[Stored dataset records]
━━━━━━━━━━━━━━━━━━━━
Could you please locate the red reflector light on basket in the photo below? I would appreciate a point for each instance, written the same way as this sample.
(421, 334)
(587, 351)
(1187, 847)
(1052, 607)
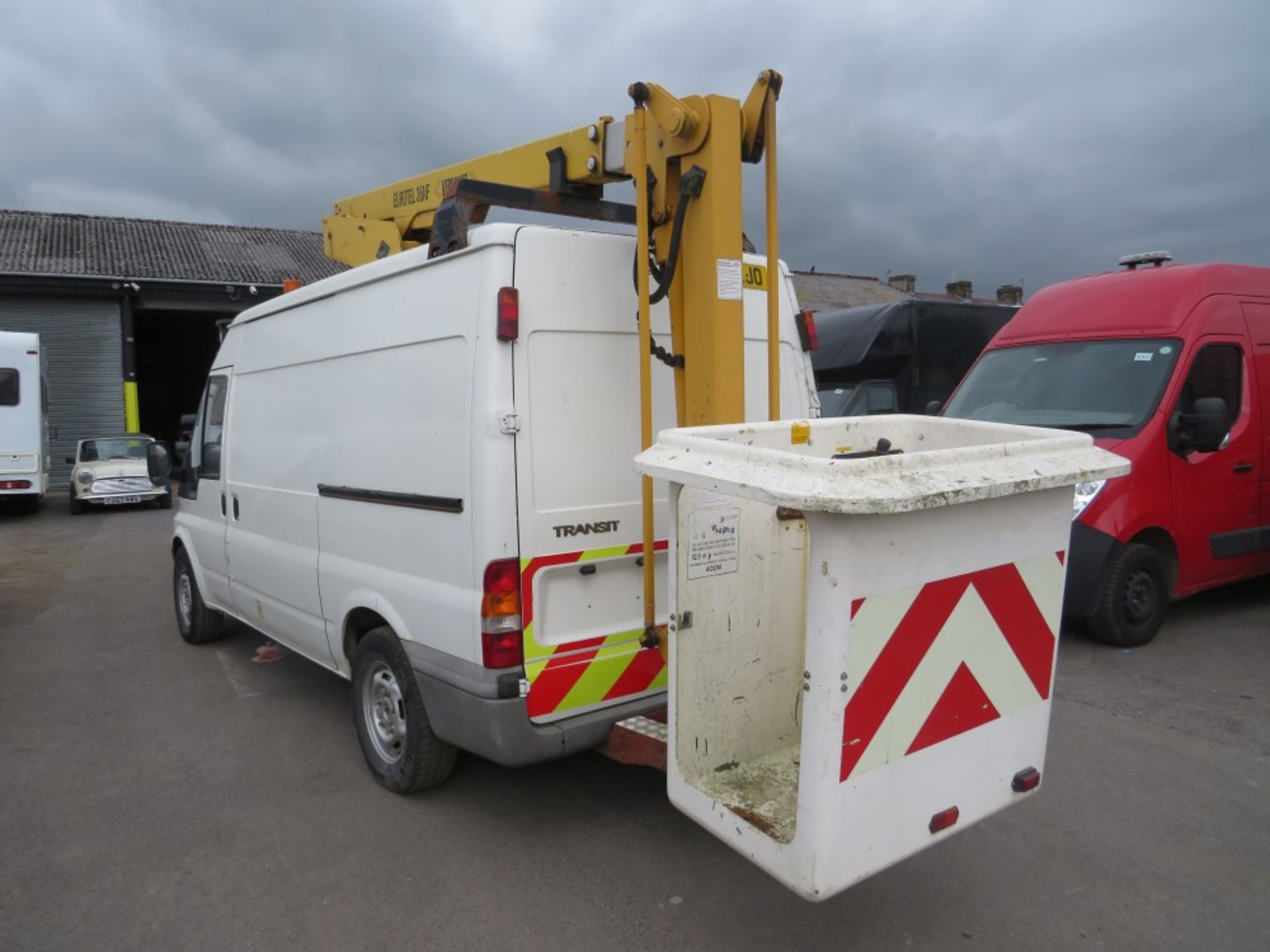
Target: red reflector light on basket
(508, 314)
(501, 615)
(944, 819)
(1025, 779)
(807, 333)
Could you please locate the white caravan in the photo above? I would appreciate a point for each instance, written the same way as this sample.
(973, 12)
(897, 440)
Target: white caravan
(23, 424)
(418, 474)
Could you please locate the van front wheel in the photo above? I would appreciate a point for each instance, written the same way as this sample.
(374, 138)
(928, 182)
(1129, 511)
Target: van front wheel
(1134, 598)
(196, 622)
(393, 727)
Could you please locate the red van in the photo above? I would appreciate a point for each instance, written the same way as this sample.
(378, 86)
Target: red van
(1167, 366)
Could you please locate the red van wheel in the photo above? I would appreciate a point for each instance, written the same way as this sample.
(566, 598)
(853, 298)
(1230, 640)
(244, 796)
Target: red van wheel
(1134, 598)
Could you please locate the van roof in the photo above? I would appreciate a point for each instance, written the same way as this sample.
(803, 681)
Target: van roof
(1143, 302)
(484, 237)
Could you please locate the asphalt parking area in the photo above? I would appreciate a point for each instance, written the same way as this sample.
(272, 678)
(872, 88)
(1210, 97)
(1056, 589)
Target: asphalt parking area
(155, 795)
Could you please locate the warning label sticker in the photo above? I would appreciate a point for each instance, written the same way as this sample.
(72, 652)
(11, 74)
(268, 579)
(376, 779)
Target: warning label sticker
(714, 542)
(730, 278)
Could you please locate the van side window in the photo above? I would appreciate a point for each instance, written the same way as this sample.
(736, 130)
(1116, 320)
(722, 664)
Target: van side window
(211, 430)
(1216, 372)
(8, 386)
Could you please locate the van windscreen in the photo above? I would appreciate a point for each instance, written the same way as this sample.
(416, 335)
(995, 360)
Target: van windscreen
(1080, 385)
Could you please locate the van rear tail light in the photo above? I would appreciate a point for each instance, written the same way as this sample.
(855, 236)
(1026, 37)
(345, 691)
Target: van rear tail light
(501, 615)
(807, 333)
(944, 819)
(1025, 781)
(508, 314)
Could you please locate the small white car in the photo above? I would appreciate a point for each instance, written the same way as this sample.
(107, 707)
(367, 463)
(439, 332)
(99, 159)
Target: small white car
(112, 471)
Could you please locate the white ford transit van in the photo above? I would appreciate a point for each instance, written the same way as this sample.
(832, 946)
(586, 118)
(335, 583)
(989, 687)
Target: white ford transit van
(418, 475)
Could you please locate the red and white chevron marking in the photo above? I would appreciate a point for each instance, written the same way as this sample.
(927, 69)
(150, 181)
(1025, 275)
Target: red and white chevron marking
(937, 660)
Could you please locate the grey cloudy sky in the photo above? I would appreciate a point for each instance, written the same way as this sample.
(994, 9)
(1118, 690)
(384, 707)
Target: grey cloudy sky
(984, 139)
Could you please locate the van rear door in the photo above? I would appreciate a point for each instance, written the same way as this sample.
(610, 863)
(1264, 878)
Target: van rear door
(577, 397)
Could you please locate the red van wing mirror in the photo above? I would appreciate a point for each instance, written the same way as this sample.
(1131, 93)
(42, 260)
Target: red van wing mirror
(1203, 429)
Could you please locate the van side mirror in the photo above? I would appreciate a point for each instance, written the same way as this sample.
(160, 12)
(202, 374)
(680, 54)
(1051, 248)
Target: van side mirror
(158, 461)
(1205, 429)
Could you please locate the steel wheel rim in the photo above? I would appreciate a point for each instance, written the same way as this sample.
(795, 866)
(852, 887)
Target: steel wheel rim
(1140, 596)
(186, 598)
(384, 711)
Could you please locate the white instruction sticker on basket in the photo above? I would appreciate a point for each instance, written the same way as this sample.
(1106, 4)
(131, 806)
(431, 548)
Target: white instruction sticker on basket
(714, 542)
(728, 270)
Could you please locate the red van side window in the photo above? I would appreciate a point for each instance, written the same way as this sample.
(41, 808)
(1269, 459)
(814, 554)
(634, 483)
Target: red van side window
(1216, 372)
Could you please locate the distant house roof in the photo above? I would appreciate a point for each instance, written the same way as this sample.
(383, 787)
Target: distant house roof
(825, 291)
(89, 245)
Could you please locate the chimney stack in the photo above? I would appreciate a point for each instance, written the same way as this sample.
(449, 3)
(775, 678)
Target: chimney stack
(1010, 295)
(904, 282)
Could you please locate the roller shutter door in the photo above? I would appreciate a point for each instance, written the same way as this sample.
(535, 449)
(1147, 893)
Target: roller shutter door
(84, 364)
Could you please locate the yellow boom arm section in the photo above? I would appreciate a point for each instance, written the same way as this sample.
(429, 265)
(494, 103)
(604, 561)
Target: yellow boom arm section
(399, 216)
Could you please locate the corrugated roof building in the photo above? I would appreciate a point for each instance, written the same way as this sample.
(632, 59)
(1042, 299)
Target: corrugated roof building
(128, 311)
(826, 291)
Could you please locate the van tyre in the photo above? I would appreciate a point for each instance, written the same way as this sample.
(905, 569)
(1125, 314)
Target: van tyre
(194, 619)
(393, 725)
(1134, 597)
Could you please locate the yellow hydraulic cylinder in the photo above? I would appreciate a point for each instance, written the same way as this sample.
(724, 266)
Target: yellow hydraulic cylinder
(713, 317)
(639, 150)
(774, 266)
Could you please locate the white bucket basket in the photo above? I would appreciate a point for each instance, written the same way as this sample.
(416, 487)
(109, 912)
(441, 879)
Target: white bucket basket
(863, 648)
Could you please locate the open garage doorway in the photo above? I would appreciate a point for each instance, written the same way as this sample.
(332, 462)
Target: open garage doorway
(175, 352)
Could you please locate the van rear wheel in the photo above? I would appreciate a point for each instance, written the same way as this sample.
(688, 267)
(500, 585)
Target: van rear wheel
(1134, 598)
(393, 727)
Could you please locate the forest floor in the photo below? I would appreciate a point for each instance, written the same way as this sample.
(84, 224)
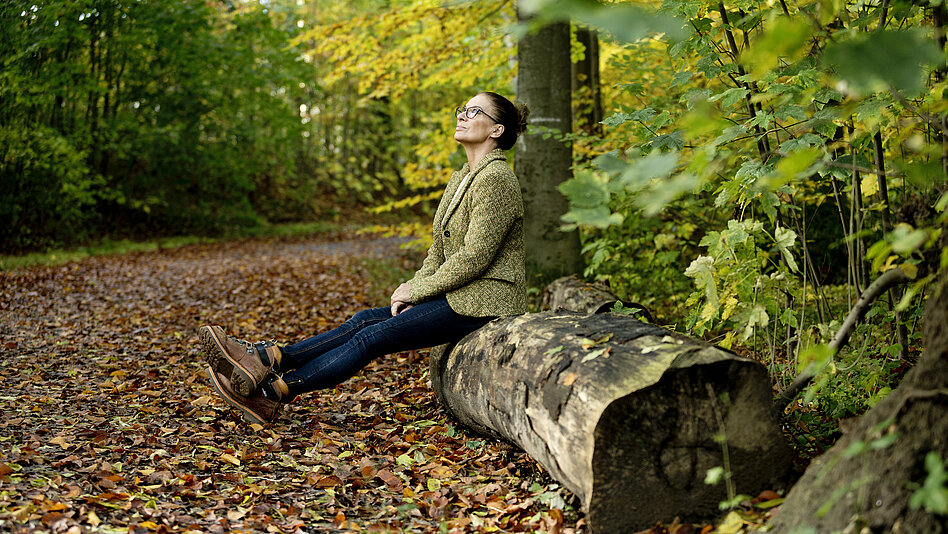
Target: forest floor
(109, 423)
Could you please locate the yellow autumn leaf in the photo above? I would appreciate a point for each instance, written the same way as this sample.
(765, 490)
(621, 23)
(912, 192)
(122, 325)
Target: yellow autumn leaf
(732, 524)
(229, 458)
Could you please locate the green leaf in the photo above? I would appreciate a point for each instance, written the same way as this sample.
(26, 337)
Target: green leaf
(784, 239)
(883, 60)
(616, 119)
(905, 239)
(702, 270)
(714, 475)
(730, 97)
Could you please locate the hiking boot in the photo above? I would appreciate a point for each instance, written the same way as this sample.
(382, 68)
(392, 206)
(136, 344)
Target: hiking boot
(244, 363)
(276, 389)
(256, 408)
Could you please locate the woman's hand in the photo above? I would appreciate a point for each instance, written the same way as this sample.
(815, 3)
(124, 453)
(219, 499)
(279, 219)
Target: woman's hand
(401, 299)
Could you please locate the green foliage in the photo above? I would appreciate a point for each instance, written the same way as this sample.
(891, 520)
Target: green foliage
(804, 144)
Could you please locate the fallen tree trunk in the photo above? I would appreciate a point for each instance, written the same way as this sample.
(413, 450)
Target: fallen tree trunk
(624, 414)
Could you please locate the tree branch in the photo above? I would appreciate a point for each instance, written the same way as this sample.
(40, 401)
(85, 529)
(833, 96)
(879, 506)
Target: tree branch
(889, 279)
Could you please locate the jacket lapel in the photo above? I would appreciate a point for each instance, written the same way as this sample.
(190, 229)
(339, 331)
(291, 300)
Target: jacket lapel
(455, 199)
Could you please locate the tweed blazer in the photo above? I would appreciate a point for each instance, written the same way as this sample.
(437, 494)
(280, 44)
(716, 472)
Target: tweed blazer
(476, 258)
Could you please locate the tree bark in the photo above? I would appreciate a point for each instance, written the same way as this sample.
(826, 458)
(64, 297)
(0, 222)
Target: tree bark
(624, 414)
(864, 483)
(543, 161)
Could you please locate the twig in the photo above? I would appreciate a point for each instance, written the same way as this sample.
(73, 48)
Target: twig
(891, 278)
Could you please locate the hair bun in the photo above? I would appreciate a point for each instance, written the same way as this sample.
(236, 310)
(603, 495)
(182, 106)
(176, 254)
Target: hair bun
(523, 113)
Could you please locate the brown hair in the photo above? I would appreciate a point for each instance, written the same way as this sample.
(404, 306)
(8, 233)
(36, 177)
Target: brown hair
(512, 116)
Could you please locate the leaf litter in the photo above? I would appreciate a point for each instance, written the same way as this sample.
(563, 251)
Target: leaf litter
(109, 424)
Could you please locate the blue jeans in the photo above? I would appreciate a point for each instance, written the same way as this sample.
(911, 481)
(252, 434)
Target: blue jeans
(328, 359)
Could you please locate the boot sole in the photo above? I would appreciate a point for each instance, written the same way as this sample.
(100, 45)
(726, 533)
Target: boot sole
(241, 380)
(249, 414)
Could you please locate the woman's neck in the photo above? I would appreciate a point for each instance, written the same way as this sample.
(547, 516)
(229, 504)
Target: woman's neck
(477, 152)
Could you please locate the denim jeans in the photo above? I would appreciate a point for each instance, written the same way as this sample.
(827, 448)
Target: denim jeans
(328, 359)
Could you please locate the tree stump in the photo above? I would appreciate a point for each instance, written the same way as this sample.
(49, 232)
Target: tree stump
(624, 414)
(866, 482)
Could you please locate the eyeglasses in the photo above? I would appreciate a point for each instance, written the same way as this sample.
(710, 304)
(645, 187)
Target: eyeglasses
(471, 112)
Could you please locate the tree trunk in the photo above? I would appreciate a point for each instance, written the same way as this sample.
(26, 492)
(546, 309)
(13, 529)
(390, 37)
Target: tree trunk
(624, 414)
(586, 94)
(543, 161)
(865, 482)
(571, 293)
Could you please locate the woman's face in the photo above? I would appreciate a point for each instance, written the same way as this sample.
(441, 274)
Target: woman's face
(480, 129)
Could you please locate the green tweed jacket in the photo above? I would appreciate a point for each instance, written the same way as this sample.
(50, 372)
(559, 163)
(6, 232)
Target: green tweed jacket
(476, 255)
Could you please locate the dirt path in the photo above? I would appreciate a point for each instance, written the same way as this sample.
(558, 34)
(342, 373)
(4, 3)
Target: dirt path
(108, 423)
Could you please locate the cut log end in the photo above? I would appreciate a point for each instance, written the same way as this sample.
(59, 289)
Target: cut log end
(654, 447)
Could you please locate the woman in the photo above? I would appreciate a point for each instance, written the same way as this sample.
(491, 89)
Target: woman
(473, 273)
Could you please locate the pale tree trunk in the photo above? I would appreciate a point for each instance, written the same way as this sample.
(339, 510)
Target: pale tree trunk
(865, 482)
(543, 83)
(626, 415)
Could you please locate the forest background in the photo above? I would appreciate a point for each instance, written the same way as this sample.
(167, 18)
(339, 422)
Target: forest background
(751, 174)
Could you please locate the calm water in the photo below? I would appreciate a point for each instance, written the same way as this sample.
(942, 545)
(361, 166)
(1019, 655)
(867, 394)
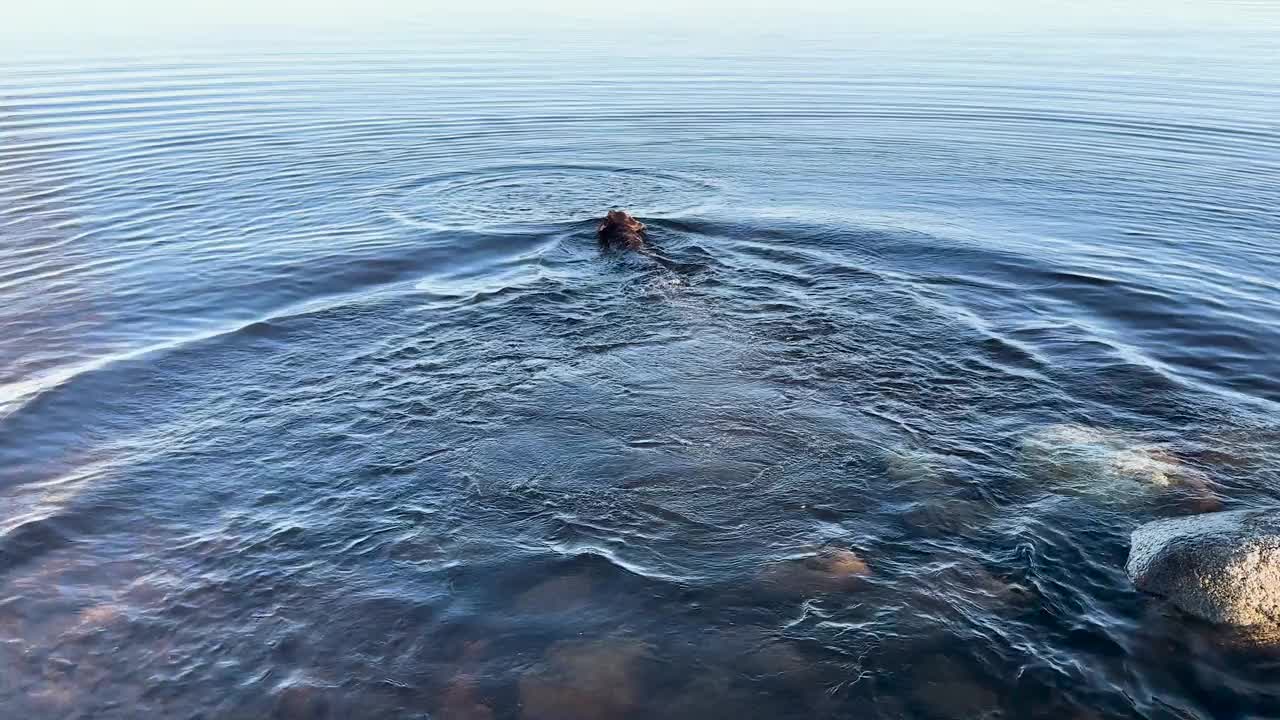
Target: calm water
(318, 397)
━━━━━━━━━━━━━━━━━━━━
Aim: Retype the records from the line containing "Could you please locate the calm" through the end of the records, both ends included. Omit the pictures from your answer.

Result:
Could you please locate the calm water in the photo below? I would appreciate a point for each instance, written the same way as this sample.
(942, 545)
(361, 166)
(1019, 655)
(867, 394)
Target: calm water
(318, 397)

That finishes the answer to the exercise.